**Ausgangstext**:

Es ist amüsant, kann man geradezu sagen, diese Eingabe und die darin abgedruckten Briefe durchzusehen - es sei eine besondere gute Auslese, sagt die Eingabe,; sie habe noch mehr -, Man kann wirklich nur mit dem Kopf schütteln über die Unwissenheit, die sich da spreizt und auf den öffentlichen Markt geht. Da wird Schwarz-Rot-Gold nach allen Richtungen hin diskreditiert, es wird hingestellt als eine ganz neue Erfindung von Sozialisten und natürlich Juden,1 die müssen selbstverständlich bei allen Schandtaten mit dabei sein. Es heißt da unter anderem: die Fahne sei den Köpfen von Phantasten entsprungen, ein anderer nennt sie traditionslos, ein anderer sagt, es sei eine Flagge, die an nichts erinnere. Besonders aber tritt die Behauptung hervor, die Flagge sei undeutsch.

(hört! Hört! Bei den Sozialdemokraten)

Schwarz-Weiß-Rot sei die eigentlich deutsche Flagge.

(Sehr richtig! Rechts.)

**Aufgaben**:
1) Stimmen die folgenden Aussagen mit dem Auszug über Schwarz-Rot-Gold überein? Antworte jeweils mit Ja oder Nein und zitiere die entscheidenden Worte wörtlich.
(a) In der Eingabe wird die Fahne als traditionslos bezeichnet.
(b) Die Eingabe enthält keine abgedruckten Briefe.
(c) In der Eingabe wird behauptet, die Flagge sei undeutsch.
2) Kopiere aus dem Auszug über Schwarz-Rot-Gold den Teil, der mit den Worten beginnt, die „Es ist amüsant, kann“ enthalten, und mit „Bei den Sozialdemokraten)“ endet.

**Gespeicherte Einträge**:

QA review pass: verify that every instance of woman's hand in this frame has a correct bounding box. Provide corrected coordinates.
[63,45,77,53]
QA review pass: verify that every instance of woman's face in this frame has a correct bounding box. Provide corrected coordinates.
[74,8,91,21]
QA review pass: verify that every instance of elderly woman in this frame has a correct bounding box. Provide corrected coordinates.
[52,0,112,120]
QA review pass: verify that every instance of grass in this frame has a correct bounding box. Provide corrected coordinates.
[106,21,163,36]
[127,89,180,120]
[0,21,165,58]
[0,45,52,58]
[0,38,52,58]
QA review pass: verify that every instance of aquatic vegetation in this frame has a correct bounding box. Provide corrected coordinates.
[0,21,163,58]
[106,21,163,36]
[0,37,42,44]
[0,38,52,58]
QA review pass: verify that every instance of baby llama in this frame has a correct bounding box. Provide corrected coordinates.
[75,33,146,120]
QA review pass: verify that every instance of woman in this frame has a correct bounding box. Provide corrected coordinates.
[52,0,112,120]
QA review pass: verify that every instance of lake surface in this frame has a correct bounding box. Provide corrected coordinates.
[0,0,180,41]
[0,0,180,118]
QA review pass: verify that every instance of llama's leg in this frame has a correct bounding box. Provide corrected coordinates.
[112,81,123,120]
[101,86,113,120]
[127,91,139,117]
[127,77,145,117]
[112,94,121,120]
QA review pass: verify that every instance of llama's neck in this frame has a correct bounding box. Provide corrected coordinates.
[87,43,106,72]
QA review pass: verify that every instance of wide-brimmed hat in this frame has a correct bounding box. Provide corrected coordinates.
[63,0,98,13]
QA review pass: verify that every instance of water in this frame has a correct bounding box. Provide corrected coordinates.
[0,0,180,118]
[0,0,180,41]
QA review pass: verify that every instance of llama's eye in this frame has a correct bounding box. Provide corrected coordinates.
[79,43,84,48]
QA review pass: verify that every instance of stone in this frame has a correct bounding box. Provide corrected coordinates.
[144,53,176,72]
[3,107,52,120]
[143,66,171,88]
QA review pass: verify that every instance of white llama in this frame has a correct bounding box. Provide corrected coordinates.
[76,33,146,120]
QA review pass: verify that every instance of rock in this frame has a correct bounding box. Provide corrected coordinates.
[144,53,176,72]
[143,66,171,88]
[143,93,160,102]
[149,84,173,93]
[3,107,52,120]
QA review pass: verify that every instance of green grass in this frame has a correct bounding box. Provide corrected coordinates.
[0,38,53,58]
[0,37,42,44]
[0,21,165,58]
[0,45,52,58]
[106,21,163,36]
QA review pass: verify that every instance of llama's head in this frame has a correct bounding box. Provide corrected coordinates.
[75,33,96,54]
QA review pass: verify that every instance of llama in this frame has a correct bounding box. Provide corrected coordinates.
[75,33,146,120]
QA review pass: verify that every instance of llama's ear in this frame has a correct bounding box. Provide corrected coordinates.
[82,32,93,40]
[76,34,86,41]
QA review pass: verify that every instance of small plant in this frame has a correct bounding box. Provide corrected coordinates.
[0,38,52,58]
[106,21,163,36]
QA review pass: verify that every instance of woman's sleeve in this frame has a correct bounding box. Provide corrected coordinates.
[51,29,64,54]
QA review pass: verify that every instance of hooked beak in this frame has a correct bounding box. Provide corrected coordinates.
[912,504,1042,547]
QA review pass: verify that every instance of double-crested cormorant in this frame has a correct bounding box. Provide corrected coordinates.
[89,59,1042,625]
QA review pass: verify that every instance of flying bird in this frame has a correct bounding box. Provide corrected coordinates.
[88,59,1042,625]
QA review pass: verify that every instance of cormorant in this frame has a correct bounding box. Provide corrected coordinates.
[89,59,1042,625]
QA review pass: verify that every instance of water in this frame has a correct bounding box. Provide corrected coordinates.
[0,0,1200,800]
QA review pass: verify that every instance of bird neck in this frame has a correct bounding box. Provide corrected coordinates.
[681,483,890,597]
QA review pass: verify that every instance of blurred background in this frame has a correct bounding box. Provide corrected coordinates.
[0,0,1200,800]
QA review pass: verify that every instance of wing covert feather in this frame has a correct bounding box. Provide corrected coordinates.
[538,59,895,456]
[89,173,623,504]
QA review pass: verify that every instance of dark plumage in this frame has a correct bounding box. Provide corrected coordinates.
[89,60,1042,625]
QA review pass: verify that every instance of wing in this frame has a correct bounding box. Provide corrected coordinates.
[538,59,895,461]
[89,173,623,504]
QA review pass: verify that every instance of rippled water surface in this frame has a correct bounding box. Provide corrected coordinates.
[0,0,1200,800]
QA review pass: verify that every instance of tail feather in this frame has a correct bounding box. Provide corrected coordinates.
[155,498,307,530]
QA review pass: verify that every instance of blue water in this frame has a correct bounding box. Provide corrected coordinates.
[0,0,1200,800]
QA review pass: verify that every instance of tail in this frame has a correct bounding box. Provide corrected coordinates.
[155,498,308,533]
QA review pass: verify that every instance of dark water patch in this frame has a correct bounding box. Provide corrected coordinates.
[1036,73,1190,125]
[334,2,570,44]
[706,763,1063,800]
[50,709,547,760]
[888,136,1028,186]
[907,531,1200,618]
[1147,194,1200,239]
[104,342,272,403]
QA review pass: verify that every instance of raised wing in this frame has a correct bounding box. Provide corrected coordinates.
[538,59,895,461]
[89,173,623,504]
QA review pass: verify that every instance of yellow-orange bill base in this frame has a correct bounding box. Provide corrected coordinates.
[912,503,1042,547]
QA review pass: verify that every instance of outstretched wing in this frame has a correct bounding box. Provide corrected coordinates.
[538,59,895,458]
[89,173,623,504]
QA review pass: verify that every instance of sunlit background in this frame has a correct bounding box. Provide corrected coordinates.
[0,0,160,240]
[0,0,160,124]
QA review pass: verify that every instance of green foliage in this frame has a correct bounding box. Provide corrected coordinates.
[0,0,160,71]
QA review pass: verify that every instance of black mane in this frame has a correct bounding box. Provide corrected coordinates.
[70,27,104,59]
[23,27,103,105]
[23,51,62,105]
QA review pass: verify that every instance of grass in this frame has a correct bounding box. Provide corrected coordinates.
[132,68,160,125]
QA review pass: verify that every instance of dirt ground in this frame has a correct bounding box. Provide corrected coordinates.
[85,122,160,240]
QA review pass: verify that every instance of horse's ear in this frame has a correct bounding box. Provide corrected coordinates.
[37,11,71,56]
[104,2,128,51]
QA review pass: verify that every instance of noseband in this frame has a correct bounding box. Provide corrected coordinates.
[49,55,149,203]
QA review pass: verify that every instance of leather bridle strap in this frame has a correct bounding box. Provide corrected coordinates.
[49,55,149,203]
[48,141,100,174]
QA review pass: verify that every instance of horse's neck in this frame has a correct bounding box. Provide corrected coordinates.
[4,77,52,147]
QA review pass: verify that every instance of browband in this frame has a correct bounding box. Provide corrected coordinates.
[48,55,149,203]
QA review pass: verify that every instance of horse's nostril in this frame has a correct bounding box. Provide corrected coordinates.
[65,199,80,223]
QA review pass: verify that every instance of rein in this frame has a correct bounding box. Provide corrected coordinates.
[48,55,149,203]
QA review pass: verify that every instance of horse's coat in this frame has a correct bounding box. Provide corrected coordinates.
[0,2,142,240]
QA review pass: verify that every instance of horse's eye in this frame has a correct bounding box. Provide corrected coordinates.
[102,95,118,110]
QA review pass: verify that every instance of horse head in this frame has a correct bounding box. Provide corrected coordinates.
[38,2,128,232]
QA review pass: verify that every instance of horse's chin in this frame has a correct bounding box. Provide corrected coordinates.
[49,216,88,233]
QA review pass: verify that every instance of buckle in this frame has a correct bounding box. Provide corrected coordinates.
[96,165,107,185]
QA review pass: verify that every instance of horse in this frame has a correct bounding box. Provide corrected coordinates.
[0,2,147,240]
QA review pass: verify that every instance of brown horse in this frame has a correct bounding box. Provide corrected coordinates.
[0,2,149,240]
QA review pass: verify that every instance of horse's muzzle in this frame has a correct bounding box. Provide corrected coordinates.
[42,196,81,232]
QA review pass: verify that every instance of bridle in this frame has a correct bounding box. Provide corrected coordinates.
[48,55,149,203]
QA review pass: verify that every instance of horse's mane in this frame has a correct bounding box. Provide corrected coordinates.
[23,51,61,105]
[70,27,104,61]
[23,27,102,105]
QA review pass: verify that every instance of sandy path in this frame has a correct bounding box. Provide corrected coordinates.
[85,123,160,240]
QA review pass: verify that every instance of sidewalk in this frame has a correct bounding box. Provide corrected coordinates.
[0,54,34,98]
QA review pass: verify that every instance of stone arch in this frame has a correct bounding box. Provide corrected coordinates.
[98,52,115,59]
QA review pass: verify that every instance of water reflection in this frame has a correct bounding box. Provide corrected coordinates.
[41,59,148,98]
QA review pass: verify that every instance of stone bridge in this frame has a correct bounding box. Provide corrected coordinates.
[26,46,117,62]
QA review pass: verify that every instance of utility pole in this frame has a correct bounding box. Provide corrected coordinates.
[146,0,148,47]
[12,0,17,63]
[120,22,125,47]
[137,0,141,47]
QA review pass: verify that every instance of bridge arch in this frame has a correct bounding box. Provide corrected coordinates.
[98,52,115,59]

**Lösungen**:
1)
(a) Ja: „ein anderer nennt sie traditionslos“
(b) Nein: „diese Eingabe und die darin abgedruckten Briefe durchzusehen“
(c) Ja: „die Flagge sei undeutsch“

2)
Es ist amüsant, kann man geradezu sagen, diese Eingabe und die darin abgedruckten Briefe durchzusehen - es sei eine besondere gute Auslese, sagt die Eingabe,; sie habe noch mehr -, Man kann wirklich nur mit dem Kopf schütteln über die Unwissenheit, die sich da spreizt und auf den öffentlichen Markt geht. Da wird Schwarz-Rot-Gold nach allen Richtungen hin diskreditiert, es wird hingestellt als eine ganz neue Erfindung von Sozialisten und natürlich Juden,1 die müssen selbstverständlich bei allen Schandtaten mit dabei sein. Es heißt da unter anderem: die Fahne sei den Köpfen von Phantasten entsprungen, ein anderer nennt sie traditionslos, ein anderer sagt, es sei eine Flagge, die an nichts erinnere. Besonders aber tritt die Behauptung hervor, die Flagge sei undeutsch.

(hört! Hört! Bei den Sozialdemokraten)